Start of Data section
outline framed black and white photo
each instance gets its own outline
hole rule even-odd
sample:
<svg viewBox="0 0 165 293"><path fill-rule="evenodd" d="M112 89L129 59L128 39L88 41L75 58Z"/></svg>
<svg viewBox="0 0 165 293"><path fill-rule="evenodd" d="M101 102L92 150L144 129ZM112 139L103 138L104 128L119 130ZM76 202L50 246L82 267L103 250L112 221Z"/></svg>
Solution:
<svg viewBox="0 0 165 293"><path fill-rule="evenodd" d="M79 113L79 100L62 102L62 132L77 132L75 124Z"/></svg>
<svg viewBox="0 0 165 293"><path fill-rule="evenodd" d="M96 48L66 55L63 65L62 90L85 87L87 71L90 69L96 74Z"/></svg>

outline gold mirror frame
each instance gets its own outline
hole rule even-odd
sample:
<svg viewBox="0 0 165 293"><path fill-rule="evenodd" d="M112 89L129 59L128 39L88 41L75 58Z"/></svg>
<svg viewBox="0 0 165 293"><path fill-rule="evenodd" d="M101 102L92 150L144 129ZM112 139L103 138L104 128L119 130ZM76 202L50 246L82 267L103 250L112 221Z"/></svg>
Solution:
End of Data section
- [Aim] Convert the lines of the records above into a Markdown table with two columns, Row and Text, giving each line its row number and its exact wording. Leave out blank lines.

- [Correct answer]
| Row | Text |
|---|---|
| 1 | outline framed black and white photo |
| 2 | each instance gets its own outline |
| 3 | hole rule even-odd |
| 4 | sample: |
| 5 | <svg viewBox="0 0 165 293"><path fill-rule="evenodd" d="M112 89L129 59L128 39L88 41L75 58Z"/></svg> |
| 6 | <svg viewBox="0 0 165 293"><path fill-rule="evenodd" d="M101 102L92 150L144 129ZM112 139L103 138L104 128L119 130ZM76 202L50 246L82 267L103 250L112 221Z"/></svg> |
| 7 | Solution: |
| 8 | <svg viewBox="0 0 165 293"><path fill-rule="evenodd" d="M79 113L79 100L62 102L62 132L77 132L75 124Z"/></svg> |
| 9 | <svg viewBox="0 0 165 293"><path fill-rule="evenodd" d="M96 48L66 55L63 65L62 90L85 87L87 71L90 69L96 74Z"/></svg> |
| 10 | outline gold mirror frame |
| 11 | each instance gets its own outline |
| 12 | hole rule even-odd |
| 13 | sample: |
| 14 | <svg viewBox="0 0 165 293"><path fill-rule="evenodd" d="M112 89L129 59L128 39L88 41L75 58Z"/></svg> |
| 15 | <svg viewBox="0 0 165 293"><path fill-rule="evenodd" d="M101 102L92 150L144 129ZM112 139L103 138L104 128L119 130ZM76 202L50 246L82 267L103 250L112 221Z"/></svg> |
| 16 | Solution: |